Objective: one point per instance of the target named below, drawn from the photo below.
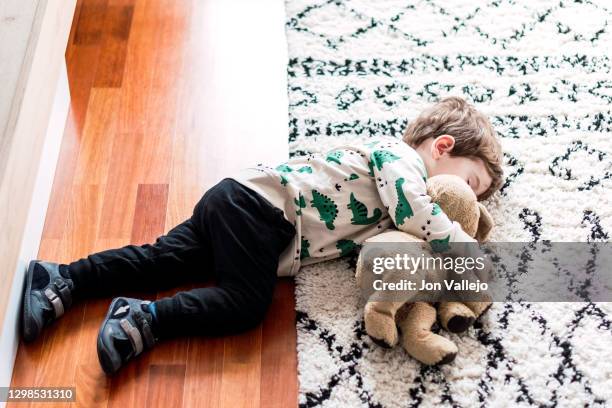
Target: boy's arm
(400, 178)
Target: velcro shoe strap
(133, 334)
(56, 302)
(63, 291)
(146, 331)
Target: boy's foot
(126, 332)
(46, 297)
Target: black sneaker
(46, 297)
(126, 332)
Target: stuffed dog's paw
(380, 325)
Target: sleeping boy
(267, 222)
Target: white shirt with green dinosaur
(338, 200)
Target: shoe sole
(109, 366)
(30, 328)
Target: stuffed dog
(415, 319)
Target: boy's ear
(485, 224)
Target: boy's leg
(179, 256)
(246, 235)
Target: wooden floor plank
(278, 355)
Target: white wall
(9, 336)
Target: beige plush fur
(415, 318)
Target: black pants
(234, 236)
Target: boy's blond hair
(473, 133)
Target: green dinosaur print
(305, 244)
(440, 245)
(436, 209)
(378, 158)
(402, 209)
(284, 168)
(346, 246)
(328, 209)
(305, 169)
(301, 203)
(335, 156)
(360, 212)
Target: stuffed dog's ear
(485, 224)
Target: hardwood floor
(135, 157)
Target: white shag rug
(541, 71)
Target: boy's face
(436, 155)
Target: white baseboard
(9, 336)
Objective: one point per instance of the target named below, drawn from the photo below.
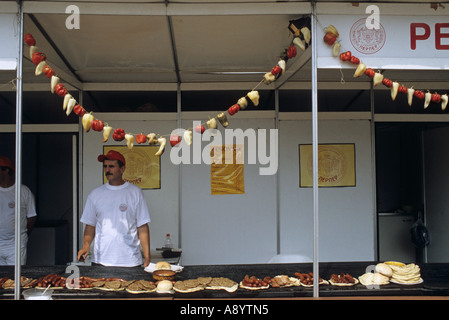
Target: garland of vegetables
(330, 37)
(301, 40)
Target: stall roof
(160, 45)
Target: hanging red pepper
(370, 72)
(174, 140)
(38, 57)
(402, 89)
(49, 72)
(118, 134)
(276, 70)
(200, 128)
(60, 90)
(330, 38)
(291, 52)
(79, 110)
(29, 40)
(435, 97)
(141, 138)
(387, 82)
(233, 109)
(419, 94)
(354, 60)
(345, 56)
(97, 125)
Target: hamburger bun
(384, 269)
(164, 286)
(162, 265)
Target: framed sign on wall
(336, 165)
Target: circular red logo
(367, 41)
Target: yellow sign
(143, 168)
(226, 170)
(336, 165)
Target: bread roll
(164, 286)
(162, 265)
(384, 269)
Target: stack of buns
(163, 271)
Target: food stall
(276, 212)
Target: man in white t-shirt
(116, 216)
(8, 214)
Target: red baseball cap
(112, 155)
(6, 162)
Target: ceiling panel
(113, 48)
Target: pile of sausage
(342, 278)
(306, 278)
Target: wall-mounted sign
(226, 169)
(336, 165)
(397, 42)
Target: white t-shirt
(116, 212)
(7, 212)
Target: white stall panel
(9, 32)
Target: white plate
(151, 267)
(408, 284)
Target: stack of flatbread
(373, 279)
(406, 274)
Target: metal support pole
(315, 154)
(18, 164)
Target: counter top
(435, 276)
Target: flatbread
(285, 281)
(311, 285)
(253, 288)
(370, 279)
(406, 274)
(114, 285)
(188, 286)
(343, 284)
(220, 283)
(139, 286)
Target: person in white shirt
(116, 219)
(8, 214)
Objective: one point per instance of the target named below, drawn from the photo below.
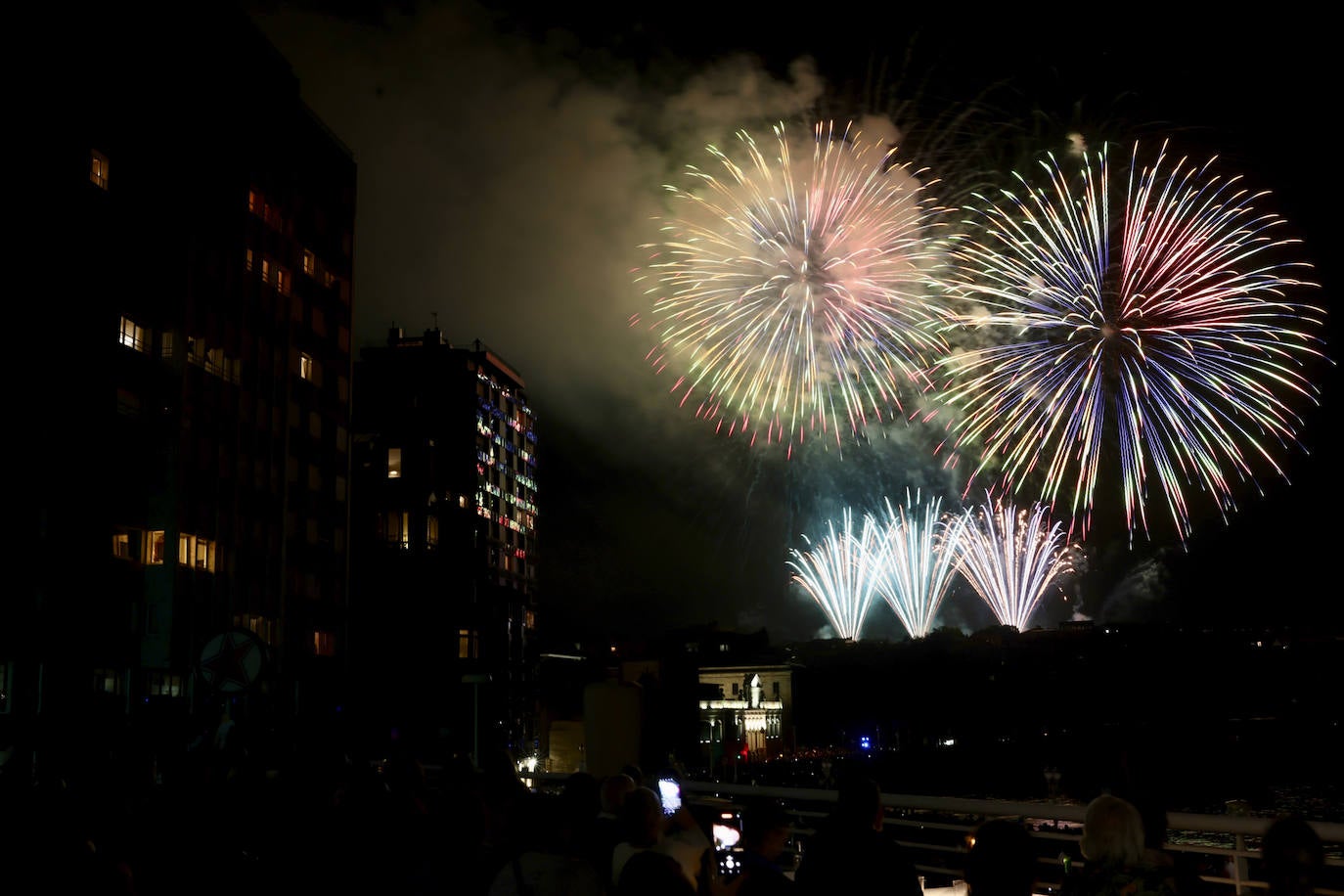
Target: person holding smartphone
(650, 824)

_ _ _

Rewrite all of the material above, changing every "stuffed dog" to "toy dog" and keeping everything else the same. Omit the pictures from your version.

[FULL RESPONSE]:
Objective: one point per instance of the target named below, drawn from the photo below.
Target: boy's arm
(400, 178)
Target: velcro shoe strap
(133, 334)
(56, 302)
(63, 291)
(146, 331)
Target: boy's foot
(126, 332)
(46, 297)
Target: black sneaker
(46, 297)
(126, 332)
Target: toy dog's paw
(380, 325)
Target: sleeping boy
(267, 222)
Target: white shirt with green dinosaur
(338, 200)
Target: shoe sole
(109, 366)
(30, 328)
Target: toy dog
(415, 319)
Target: boy's ear
(485, 224)
Target: boy's leg
(179, 256)
(246, 235)
Target: wooden floor plank
(278, 355)
Target: white wall
(9, 336)
Target: beige plush fur
(415, 318)
Target: black pants
(234, 236)
Target: boy's blond hair
(473, 133)
Target: green dinosaur print
(305, 244)
(440, 245)
(436, 209)
(378, 158)
(402, 209)
(284, 168)
(346, 246)
(328, 209)
(305, 169)
(301, 203)
(335, 156)
(360, 212)
Target: toy dog's ear
(485, 224)
Target: hardwood floor
(135, 157)
Target: white shag rug
(541, 71)
Target: boy's face
(436, 155)
Target: white baseboard
(9, 336)
Objective: one point per instance of the target named below, drawn from the photo below.
Target: garland of vegetables
(330, 37)
(301, 40)
Target: stall roof
(160, 45)
Target: hanging red pepper
(370, 72)
(174, 140)
(38, 57)
(402, 89)
(49, 72)
(118, 134)
(276, 70)
(200, 128)
(60, 90)
(330, 38)
(291, 52)
(79, 110)
(29, 40)
(435, 97)
(141, 138)
(387, 82)
(233, 109)
(419, 94)
(354, 60)
(345, 56)
(97, 125)
Target: hamburger bun
(384, 269)
(164, 286)
(162, 265)
Target: framed sign on wall
(336, 165)
Target: circular red logo
(367, 41)
Target: yellow sign
(143, 168)
(226, 170)
(336, 165)
Target: bread roll
(164, 286)
(162, 265)
(384, 269)
Target: stack of buns
(163, 271)
Target: food stall
(276, 212)
Target: man in white t-shirt
(116, 216)
(8, 214)
Target: red baseball cap
(112, 155)
(6, 162)
Target: ceiling panel
(113, 48)
Target: pile of sausage
(342, 278)
(306, 278)
Target: wall-mounted sign
(226, 169)
(336, 165)
(397, 42)
Target: white t-shirt
(116, 212)
(7, 212)
Target: white stall panel
(9, 32)
Target: white plate
(151, 267)
(408, 284)
Target: stack of flatbread
(373, 279)
(406, 274)
Target: metal support pole
(315, 154)
(18, 164)
Target: counter top
(435, 276)
Target: flatbread
(285, 281)
(311, 285)
(253, 288)
(370, 279)
(406, 274)
(114, 285)
(188, 286)
(343, 284)
(220, 283)
(139, 286)
Target: person in white shirt
(116, 219)
(8, 214)
Objective: one point per instance of the target named below, drawn from the photo below.
Target: person holding smartphone
(650, 824)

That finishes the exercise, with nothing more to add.